## Extract provided
════════
Second, much of the radiated debris from Fukushima washed into the Pacific Ocean.
Third, there is an entire field of scientific research that focuses entirely on how debris moves, over months and years and centuries, within ocean currents. It's an esoteric field, but also a complicated one, taking into account all sorts of meteorological and geological systems we still don't quite understand.
And, fourth, ocean currents have slowly gathered decades of small and large trash from across the Pacific rim -- which includes many of the world's most populous nations -- into something called the "Great Pacific Garbage Patch," which also collects many of the thousands of shipping containers that fall into the ocean every year. Despite years of research, we still have an imperfect understanding of how the garbage patch works, how things get there, and what makes them leave.
So it's not guaranteed that radioactive Fukushima waste will show up at, say, Port Angeles. But when Seattle-based oceanographer Curt Ebbesmeyer told the northern California Times-Standard that debris was likely to hit the coast within two the three years -- when it will still be radioactive -- he wasn't just guessing. After half a century of studying the paths of Pacific flotsam, and the Great Pacific Garbage Patch, he knows what he's talking about. But, he added, weather is unpredictable, and "We know very little about the ocean."
The chance that Oregon beachcombers could one day stumble upon a radioactive girder or piece of concrete, however remote, underscores the risks inherent in nuclear energy. At this point, however, there's not much to do except buy stronger sunscreen.
════════
## Dataset rows

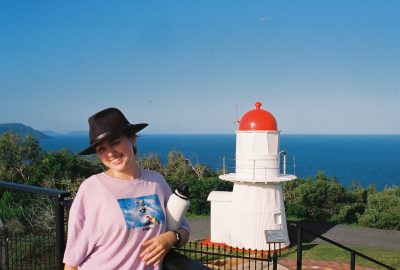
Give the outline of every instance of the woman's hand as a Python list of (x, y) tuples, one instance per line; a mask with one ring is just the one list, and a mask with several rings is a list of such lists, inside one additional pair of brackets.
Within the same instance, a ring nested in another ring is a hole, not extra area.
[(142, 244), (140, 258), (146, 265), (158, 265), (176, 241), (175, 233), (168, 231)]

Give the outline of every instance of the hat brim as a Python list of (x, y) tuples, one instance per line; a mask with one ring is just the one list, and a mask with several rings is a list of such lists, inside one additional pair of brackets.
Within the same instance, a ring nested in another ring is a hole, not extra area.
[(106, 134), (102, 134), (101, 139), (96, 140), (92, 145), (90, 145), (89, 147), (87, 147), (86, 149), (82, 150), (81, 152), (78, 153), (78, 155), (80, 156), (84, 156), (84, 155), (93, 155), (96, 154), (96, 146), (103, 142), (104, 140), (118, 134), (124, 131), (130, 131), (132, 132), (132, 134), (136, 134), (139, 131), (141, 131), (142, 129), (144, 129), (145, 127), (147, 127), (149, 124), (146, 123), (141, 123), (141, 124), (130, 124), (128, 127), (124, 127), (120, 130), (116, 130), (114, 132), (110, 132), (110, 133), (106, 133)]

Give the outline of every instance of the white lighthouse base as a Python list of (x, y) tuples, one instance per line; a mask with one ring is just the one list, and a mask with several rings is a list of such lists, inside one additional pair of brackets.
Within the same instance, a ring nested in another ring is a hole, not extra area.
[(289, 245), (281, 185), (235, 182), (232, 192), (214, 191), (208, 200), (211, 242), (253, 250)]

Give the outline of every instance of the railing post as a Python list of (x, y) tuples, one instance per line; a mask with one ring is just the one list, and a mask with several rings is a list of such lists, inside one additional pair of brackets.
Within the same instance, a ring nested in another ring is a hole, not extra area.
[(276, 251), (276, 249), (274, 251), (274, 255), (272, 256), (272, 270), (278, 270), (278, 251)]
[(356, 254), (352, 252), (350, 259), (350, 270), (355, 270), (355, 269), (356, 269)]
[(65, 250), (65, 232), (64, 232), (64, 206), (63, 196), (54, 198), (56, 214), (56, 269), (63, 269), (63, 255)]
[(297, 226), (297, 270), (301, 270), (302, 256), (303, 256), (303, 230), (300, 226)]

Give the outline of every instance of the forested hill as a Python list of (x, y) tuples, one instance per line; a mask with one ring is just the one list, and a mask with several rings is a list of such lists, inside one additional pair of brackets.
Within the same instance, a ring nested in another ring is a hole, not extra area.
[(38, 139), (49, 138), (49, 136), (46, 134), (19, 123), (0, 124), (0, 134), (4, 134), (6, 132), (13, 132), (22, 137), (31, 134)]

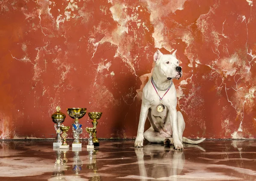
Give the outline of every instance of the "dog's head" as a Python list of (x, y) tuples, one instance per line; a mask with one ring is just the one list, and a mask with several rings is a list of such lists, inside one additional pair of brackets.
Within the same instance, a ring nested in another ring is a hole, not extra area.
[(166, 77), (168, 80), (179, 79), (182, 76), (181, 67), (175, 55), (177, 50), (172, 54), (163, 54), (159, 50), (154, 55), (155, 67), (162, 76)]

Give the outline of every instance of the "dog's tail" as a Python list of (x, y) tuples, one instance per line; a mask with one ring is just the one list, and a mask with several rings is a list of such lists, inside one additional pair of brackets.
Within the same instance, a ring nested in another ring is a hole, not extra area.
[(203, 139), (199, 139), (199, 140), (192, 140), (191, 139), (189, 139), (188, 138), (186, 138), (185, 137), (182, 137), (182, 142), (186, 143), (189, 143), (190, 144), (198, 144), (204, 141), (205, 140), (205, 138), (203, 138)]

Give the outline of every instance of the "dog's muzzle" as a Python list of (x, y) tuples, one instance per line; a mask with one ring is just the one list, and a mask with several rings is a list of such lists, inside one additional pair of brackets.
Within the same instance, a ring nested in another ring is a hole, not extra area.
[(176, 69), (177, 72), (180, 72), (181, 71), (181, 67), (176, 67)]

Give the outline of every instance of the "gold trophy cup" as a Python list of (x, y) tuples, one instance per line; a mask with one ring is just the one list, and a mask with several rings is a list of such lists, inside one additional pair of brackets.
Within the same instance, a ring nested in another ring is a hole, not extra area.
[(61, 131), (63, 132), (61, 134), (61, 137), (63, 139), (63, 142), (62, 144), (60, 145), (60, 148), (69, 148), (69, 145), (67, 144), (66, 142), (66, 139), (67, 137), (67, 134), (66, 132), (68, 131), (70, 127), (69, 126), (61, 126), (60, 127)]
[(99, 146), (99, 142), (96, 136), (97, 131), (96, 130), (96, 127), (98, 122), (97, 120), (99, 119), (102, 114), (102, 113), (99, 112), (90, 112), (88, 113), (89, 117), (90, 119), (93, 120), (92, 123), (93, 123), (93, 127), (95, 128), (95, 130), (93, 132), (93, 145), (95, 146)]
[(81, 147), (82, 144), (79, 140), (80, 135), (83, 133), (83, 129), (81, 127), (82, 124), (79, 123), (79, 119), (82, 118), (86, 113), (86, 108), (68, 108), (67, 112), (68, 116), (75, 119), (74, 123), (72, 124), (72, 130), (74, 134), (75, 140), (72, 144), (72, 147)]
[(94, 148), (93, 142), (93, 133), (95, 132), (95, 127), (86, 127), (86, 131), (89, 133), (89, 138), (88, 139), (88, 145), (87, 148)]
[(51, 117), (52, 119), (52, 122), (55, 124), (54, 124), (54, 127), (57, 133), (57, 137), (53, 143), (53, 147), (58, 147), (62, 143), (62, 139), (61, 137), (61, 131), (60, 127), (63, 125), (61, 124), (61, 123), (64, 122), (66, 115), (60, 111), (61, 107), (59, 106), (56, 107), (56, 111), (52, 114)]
════════
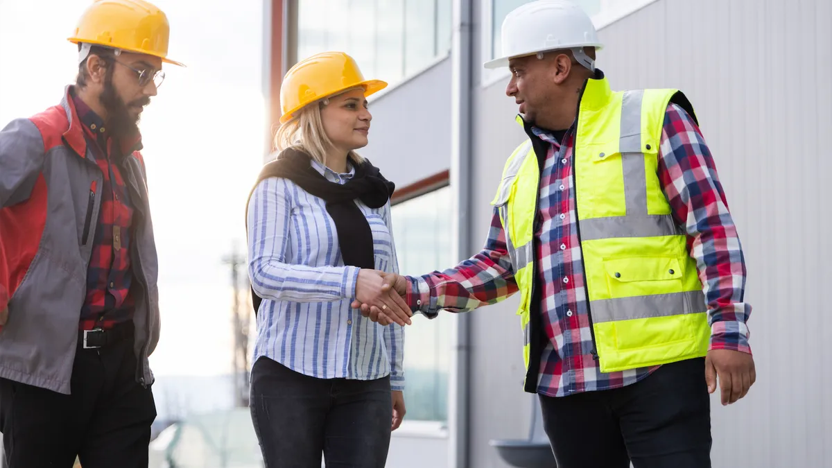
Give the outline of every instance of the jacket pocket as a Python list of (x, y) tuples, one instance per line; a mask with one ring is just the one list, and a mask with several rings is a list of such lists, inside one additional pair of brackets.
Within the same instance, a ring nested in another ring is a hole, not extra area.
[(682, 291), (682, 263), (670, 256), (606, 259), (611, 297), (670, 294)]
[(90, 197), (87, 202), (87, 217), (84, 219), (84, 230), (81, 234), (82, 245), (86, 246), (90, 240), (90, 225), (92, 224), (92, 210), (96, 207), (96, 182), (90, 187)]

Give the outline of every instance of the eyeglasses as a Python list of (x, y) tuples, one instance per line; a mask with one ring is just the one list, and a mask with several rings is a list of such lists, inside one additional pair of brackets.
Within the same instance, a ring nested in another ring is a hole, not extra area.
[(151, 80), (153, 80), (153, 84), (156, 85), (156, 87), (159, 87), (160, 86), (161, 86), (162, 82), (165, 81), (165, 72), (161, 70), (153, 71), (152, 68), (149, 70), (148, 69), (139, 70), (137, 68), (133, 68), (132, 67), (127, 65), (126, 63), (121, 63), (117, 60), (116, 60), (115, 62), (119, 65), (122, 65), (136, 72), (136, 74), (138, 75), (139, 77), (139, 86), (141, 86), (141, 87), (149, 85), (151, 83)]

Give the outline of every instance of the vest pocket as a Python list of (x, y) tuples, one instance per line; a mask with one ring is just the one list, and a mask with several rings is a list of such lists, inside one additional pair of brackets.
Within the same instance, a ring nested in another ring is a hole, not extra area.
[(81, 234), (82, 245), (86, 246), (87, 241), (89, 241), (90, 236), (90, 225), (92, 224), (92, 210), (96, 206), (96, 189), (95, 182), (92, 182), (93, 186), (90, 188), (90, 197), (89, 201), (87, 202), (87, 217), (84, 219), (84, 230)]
════════
## Work to do
1: Write out the part of the Fukushima debris article that runs from "And, fourth, ocean" down to "makes them leave.", word for word.
2: Give back the records word for word, from the line that contains "Give the outline of every instance of the forested" down to the line that contains "138), (203, 138)]", both of those lines included. Leave any picture markers out of your answer.
The records have nothing to do with the article on Fukushima debris.

## Written answers
1:
And, fourth, ocean currents have slowly gathered decades of small and large trash from across the Pacific rim -- which includes many of the world's most populous nations -- into something called the "Great Pacific Garbage Patch," which also collects many of the thousands of shipping containers that fall into the ocean every year. Despite years of research, we still have an imperfect understanding of how the garbage patch works, how things get there, and what makes them leave.

2:
Give the outline of every instance of the forested hill as a Python list of (x, y) tuples, one instance per line; a mask with one ring is just the one list, and a mask with several rings is a list of such lists, inside one additional pair of brackets.
Within the same instance, a ring nested in another ring is a hole, not extra area.
[(38, 139), (49, 138), (49, 136), (46, 134), (19, 123), (0, 124), (0, 134), (4, 134), (6, 132), (13, 132), (22, 137), (31, 134)]

Give the outline of every instance of the "dog's head" as a Python list of (x, y) tuples, one instance per line; a mask with one ring is just the one list, and a mask with several rings is a list of such lists, inside one additional pair of brackets.
Within the same instance, a ring nested in another ring is a hole, not extra area.
[(166, 77), (168, 80), (179, 79), (182, 76), (181, 67), (175, 55), (177, 50), (172, 54), (163, 54), (159, 50), (154, 55), (155, 67), (162, 76)]

Give the outline of every instance of the "dog's tail" as a Python list of (x, y) tuples, one instance per line; a mask with one ring is just the one list, and a mask with several rings is a list of such lists, inside one additional pair of brackets.
Within the same instance, a ring nested in another ring is a hole, not extra area.
[(203, 139), (199, 139), (199, 140), (192, 140), (191, 139), (189, 139), (188, 138), (186, 138), (185, 137), (182, 137), (182, 142), (186, 143), (189, 143), (190, 144), (198, 144), (204, 141), (205, 140), (205, 138), (203, 138)]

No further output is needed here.